- **ESTRATTO DEL DOCUMENTO**
_ _ _
La colpa implica una punizione. Nient’altro ce lo fa vedere più chiaramente della croce. Molti chiedono: ma che Dio è questo che ha lasciato inchiodare Suo Figlio sulla Croce?
Non avrebbe potuto semplicemente ignorare le colpe degli uomini? Impossibile: un Dio Santo e Giusto non può minimizzare la colpa, perché essa richiede un’espiazione. Questo era il dilemma di Dio. Il Suo amore per noi uomini era tanto grande, la Sua misericordia tanto profonda, che Egli ha caricato Suo Figlio di tutte le colpe del cuore del Padre. Avete mai provato a riflettere su quanto il cuore del Padre deve aver sofferto nel dover distogliere da Gesù sofferente, solo e abbandonato, piegato sotto la nostra colpa? Suo Figlio ha accettato spontaneamente tale sacrificio e ha pareggiato il nostro conto in sospeso. Può essere, dunque, che un delinquente sia giustificato davanti a Dio per mezzo di Gesù Cristo, ma debba subire comunque la pena inflittagli dalla giustizia umana. Possiamo ricevere il perdono, ma spesso dobbiamo sopportare personalmente le conseguenza dei peccati da noi commessi.
_ _ _
- **DATI FORNITI**

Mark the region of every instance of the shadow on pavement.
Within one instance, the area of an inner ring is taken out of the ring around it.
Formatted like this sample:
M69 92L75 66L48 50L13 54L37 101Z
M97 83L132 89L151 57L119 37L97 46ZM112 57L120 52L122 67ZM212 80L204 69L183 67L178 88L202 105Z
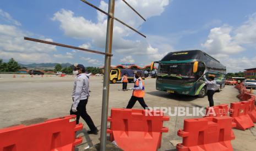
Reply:
M196 100L197 97L195 96L188 96L180 94L168 94L165 92L162 92L160 91L151 91L146 92L148 94L154 95L155 96L173 99L176 101L192 101L193 100Z

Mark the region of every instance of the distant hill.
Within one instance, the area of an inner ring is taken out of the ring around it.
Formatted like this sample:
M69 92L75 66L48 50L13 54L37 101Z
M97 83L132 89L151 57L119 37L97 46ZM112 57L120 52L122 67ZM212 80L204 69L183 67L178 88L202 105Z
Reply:
M55 66L58 64L58 63L31 63L28 65L24 65L19 63L21 67L25 67L27 68L38 68L38 69L53 69ZM61 64L62 68L68 67L72 65L69 63L59 63Z

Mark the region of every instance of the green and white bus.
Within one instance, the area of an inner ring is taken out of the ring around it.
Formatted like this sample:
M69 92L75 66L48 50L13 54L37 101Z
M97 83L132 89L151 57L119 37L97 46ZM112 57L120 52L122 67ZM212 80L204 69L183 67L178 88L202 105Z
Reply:
M207 91L204 75L206 78L215 77L218 85L216 90L220 91L225 87L226 67L201 50L170 53L161 61L152 62L151 69L156 63L158 90L203 97Z

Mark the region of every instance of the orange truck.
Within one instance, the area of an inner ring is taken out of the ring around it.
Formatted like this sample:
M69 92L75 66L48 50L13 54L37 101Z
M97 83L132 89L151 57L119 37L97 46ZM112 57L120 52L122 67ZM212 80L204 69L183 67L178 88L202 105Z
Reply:
M226 85L236 85L237 84L237 82L236 79L227 79L225 81L225 84Z

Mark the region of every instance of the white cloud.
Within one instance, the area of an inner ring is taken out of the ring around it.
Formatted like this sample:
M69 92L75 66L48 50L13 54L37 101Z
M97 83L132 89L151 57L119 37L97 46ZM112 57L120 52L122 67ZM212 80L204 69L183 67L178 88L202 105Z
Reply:
M6 60L13 57L21 63L52 61L48 53L56 51L56 47L24 40L28 35L30 34L15 26L0 24L0 57Z
M219 60L227 67L227 72L243 72L246 68L255 68L256 56L253 57L241 57L232 58L227 56L219 59Z
M7 60L12 57L19 63L48 63L53 62L51 56L46 53L7 52L0 50L0 58Z
M234 39L239 44L253 44L256 42L256 13L235 30Z
M210 30L206 41L201 44L206 51L227 67L227 72L243 71L255 67L256 57L233 58L232 55L246 51L246 47L256 46L256 13L237 27L224 25Z
M4 21L14 24L16 26L21 26L20 22L13 19L9 13L5 12L1 9L0 9L0 19L2 19Z
M232 28L227 25L211 30L208 39L201 46L210 54L233 54L244 49L230 35Z
M66 53L66 55L62 54L54 54L53 57L58 59L72 59L73 54L69 53Z
M146 19L160 15L164 11L165 7L169 4L169 1L171 1L127 0L127 2ZM104 1L101 1L99 8L107 11L108 4ZM83 16L75 16L71 10L61 9L53 15L52 20L60 22L60 28L66 35L73 38L89 40L89 44L91 44L94 47L104 48L106 43L107 17L98 11L97 14L97 21L94 22ZM115 14L115 17L138 30L144 22L122 0L116 1ZM150 45L149 42L140 37L139 40L130 40L131 38L128 39L127 38L131 36L138 36L134 31L115 21L113 27L113 52L128 53L131 55L148 55L147 48ZM88 47L88 43L84 45L85 47ZM82 46L83 45L80 47ZM153 58L161 57L160 56L156 56L156 55L152 55L151 54L150 56Z
M84 48L84 49L90 49L91 47L91 45L90 43L88 43L83 44L81 45L79 45L79 47L81 48Z
M255 46L256 13L240 26L234 28L227 25L210 30L206 41L201 46L210 54L230 55L244 51L245 47ZM247 44L247 45L245 45Z
M99 65L101 64L100 61L95 59L91 59L90 57L81 57L80 59L86 61L88 63L92 63L96 65Z
M123 63L134 63L135 60L133 59L132 56L126 56L125 57L120 59L120 62L123 62Z

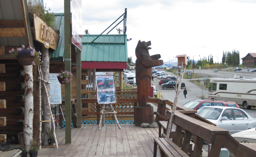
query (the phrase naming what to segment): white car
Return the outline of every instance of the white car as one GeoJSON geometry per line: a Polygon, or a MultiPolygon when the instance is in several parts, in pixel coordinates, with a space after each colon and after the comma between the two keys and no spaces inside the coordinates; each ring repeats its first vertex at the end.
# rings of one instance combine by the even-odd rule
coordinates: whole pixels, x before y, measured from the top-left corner
{"type": "Polygon", "coordinates": [[[164,73],[162,73],[162,72],[157,72],[157,73],[154,73],[154,78],[156,78],[156,76],[157,76],[157,75],[158,75],[158,74],[164,74],[164,73]]]}
{"type": "Polygon", "coordinates": [[[232,136],[240,143],[256,143],[256,128],[234,133],[232,136]]]}
{"type": "Polygon", "coordinates": [[[218,127],[229,131],[232,135],[255,127],[256,120],[242,109],[223,106],[205,106],[198,110],[197,114],[216,125],[218,127]]]}
{"type": "Polygon", "coordinates": [[[171,75],[167,75],[166,74],[159,74],[157,75],[157,78],[158,79],[163,79],[163,78],[167,78],[167,77],[171,78],[171,75]]]}

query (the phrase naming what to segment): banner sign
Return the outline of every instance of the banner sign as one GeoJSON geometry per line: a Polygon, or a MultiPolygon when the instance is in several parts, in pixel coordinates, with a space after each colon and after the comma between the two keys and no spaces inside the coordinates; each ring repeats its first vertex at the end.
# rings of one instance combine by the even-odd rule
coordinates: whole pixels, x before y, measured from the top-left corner
{"type": "Polygon", "coordinates": [[[51,104],[60,104],[61,103],[61,88],[57,76],[58,74],[49,74],[50,94],[51,104]]]}
{"type": "Polygon", "coordinates": [[[95,77],[97,98],[99,104],[116,103],[114,77],[113,75],[99,75],[95,77]]]}
{"type": "Polygon", "coordinates": [[[72,0],[72,43],[81,51],[83,48],[81,0],[72,0]]]}

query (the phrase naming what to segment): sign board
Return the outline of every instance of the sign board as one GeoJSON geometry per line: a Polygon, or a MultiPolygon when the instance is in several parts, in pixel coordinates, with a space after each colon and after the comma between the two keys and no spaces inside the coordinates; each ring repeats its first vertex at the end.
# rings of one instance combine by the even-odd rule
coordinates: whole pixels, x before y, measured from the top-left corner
_ _ _
- **COMPITI DA SVOLGERE**
a - Ricopia senza modifiche le righe dell'elenco dalla riga che contiene "Mark the region of every instance of the white" fino alla riga che contiene "M7 60L12 57L19", quest'ultima compresa.
b - Prosegui il brano sulla colpa e sulla croce, riprendendo dopo la sua ultima frase.

- **RISULTATI**
a -
Mark the region of every instance of the white cloud.
Within one instance, the area of an inner ring is taken out of the ring around it.
Formatted like this sample:
M69 92L75 66L48 50L13 54L37 101Z
M97 83L132 89L151 57L119 37L97 46ZM112 57L120 52L122 67ZM212 80L204 69L183 67L178 88L202 105Z
Reply:
M6 60L13 57L21 63L52 61L48 53L56 51L56 47L24 40L28 35L30 34L15 26L0 24L0 57Z
M219 60L227 67L227 72L243 72L246 68L255 68L256 56L253 57L241 57L232 58L227 56L219 59Z
M7 60L12 57L19 63L48 63L53 62L51 56L46 53L7 52L0 50L0 58Z

b -
Chi si mette al volante in stato di ubriachezza, ed investe un bambino, può sicuramente essere perdonato, ma da ciò non consegue che il bambino ritorni in vita. La colpa dev’essere riconosciuta e confessata come tale. Solo allora Dio ci assolve. Allo stesso tempo, però, egli ci ammonisce espressamente a perdonare il nostro prossimo, non addebitandogli le colpe commesse nei nostri confronti. Chi non lo fa, non riceverà neanche il perdono divino. E’ un grave e serio avvertimento per tutti i cristiani. Quando Gesù insegnò a pregare ai suoi discepoli, riunì i due aspetti in un’unica frase: “Padre, rimetti a noi i nostri debiti, come noi li rimettiamo ai nostri debitori.” La seconda parte della frase rappresenta ovviamente la premessa indispensabile al verificarsi della prima.
Et.C.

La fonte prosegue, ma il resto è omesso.